[ACTIVITY] From the data below, retype exactly the lines starting with the one that contains "point: cinder block wall" and ending with the one that contains "Might I ask you to point at the white pillow", both included.

(Collection entries)
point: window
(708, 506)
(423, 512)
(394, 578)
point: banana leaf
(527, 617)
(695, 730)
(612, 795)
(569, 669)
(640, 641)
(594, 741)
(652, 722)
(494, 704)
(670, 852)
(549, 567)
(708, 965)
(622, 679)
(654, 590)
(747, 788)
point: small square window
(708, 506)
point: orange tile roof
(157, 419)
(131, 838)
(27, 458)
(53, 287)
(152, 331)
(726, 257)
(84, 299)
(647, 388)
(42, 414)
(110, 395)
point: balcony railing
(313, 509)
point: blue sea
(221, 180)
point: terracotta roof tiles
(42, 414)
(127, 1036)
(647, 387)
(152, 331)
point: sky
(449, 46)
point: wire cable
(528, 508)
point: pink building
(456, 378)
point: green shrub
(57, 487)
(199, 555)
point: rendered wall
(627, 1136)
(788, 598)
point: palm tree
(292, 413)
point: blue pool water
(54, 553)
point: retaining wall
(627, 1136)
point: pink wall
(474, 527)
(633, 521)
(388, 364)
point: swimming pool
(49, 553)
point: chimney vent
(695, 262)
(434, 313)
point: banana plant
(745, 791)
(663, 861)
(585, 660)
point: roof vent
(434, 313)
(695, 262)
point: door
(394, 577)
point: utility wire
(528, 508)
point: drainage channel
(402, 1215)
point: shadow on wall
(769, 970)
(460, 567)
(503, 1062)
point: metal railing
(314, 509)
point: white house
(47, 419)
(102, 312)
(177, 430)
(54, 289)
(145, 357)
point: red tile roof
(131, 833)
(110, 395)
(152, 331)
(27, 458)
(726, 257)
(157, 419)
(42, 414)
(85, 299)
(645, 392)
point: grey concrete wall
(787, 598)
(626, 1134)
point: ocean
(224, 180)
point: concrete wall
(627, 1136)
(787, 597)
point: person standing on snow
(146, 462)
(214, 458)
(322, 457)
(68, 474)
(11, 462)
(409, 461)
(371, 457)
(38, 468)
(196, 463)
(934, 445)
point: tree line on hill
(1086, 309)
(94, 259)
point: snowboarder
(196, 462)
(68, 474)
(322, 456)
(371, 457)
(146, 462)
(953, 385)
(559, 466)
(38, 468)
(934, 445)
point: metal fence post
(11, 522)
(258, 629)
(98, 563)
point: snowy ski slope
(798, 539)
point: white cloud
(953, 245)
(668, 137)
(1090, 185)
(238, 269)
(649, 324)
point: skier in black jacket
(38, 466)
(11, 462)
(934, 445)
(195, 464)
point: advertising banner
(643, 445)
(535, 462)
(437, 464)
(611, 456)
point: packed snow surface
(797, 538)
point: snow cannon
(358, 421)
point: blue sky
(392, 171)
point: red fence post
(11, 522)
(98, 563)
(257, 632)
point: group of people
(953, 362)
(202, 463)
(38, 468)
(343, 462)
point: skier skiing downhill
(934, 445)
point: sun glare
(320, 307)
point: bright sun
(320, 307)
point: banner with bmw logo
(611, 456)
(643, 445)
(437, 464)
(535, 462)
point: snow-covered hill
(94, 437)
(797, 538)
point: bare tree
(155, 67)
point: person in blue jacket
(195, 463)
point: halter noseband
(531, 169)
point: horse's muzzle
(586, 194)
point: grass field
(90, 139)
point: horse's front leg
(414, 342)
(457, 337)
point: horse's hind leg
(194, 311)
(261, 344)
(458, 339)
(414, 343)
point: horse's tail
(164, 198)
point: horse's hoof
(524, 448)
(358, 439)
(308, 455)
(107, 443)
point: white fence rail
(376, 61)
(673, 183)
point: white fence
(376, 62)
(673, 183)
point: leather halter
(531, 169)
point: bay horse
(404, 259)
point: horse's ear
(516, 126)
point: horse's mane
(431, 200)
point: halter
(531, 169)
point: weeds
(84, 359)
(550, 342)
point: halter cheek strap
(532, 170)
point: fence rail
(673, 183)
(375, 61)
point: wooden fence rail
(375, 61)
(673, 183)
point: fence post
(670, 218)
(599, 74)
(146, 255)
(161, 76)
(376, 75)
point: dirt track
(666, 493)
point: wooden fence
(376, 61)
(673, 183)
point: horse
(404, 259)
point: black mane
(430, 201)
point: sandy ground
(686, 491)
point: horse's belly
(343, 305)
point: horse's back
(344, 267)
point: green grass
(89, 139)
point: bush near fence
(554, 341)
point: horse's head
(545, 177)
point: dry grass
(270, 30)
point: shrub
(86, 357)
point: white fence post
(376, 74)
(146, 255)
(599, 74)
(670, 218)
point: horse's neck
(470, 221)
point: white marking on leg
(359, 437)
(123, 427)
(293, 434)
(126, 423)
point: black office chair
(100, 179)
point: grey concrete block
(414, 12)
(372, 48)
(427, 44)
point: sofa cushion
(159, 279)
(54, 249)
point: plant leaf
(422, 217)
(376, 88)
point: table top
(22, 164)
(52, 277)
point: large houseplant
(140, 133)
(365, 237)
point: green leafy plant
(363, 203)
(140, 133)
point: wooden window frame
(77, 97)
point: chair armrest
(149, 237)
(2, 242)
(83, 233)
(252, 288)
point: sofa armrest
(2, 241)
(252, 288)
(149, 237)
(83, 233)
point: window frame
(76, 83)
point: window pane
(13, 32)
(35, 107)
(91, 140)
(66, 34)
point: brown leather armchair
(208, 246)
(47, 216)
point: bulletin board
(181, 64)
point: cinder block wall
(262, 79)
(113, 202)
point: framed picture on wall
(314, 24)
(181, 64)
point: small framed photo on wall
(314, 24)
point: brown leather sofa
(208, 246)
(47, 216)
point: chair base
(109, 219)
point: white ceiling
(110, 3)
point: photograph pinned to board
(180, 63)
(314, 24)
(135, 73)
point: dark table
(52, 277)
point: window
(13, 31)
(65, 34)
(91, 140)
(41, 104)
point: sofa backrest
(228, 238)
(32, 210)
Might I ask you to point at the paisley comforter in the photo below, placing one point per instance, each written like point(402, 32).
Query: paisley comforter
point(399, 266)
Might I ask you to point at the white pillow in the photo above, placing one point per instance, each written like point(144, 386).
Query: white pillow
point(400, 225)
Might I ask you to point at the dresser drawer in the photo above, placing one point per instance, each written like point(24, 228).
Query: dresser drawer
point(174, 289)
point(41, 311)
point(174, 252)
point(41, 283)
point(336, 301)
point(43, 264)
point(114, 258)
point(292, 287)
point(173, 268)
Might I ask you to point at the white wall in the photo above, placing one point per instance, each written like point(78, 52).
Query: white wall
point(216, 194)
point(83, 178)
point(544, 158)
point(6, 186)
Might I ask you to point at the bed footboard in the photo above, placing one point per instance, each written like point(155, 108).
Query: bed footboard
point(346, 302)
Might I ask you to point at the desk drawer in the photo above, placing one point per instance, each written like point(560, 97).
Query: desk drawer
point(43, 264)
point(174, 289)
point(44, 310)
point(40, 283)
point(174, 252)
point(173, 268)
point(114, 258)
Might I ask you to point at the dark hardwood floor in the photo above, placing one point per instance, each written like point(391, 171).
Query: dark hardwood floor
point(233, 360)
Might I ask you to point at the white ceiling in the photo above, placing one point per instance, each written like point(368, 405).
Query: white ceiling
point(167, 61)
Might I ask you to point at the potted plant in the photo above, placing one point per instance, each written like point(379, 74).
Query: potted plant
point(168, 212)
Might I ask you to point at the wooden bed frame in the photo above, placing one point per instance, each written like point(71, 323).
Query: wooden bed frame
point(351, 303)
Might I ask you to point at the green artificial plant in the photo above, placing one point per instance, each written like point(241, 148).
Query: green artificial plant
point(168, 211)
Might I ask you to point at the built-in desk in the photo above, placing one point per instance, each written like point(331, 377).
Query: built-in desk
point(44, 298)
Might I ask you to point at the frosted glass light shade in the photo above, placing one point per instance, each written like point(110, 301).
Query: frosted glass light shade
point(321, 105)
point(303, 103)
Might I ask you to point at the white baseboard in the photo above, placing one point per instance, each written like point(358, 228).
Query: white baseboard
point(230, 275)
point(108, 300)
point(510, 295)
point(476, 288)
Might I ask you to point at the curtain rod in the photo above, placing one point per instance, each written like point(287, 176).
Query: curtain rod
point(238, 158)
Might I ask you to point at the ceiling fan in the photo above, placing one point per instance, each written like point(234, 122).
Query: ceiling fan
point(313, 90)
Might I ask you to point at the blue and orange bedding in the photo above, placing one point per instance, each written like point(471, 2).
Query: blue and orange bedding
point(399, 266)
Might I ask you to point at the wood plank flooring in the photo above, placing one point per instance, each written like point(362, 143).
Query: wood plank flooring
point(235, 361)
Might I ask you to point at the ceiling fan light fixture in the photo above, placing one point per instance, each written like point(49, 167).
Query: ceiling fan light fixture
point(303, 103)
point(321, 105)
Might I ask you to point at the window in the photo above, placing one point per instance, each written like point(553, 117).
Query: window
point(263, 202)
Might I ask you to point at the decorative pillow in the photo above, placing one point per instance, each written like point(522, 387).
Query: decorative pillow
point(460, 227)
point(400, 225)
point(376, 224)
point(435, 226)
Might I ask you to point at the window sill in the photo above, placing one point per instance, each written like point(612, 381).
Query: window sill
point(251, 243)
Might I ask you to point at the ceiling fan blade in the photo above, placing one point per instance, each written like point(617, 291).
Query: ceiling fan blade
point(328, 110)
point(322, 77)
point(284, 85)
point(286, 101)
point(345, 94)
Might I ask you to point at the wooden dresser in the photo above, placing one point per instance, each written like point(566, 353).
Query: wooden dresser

[SOLUTION FOR THIS PROBLEM]
point: cinder block wall
(262, 79)
(113, 202)
point: framed picture on wall
(314, 24)
(181, 64)
point: small framed photo on wall
(314, 24)
point: brown leather sofa
(208, 246)
(47, 216)
point: chair base
(109, 219)
point: white ceiling
(110, 3)
point: photograph pinned to board
(180, 63)
(314, 24)
(135, 73)
point: dark table
(52, 277)
point: window
(13, 31)
(65, 34)
(91, 140)
(41, 104)
point: sofa backrest
(228, 238)
(32, 210)
Might I ask you to point at the paisley comforter in the photo below, placing one point per instance, each written like point(402, 32).
Query: paisley comforter
point(399, 266)
Might I ask you to point at the white pillow in the photo above, placing one point per instance, each written like point(144, 386).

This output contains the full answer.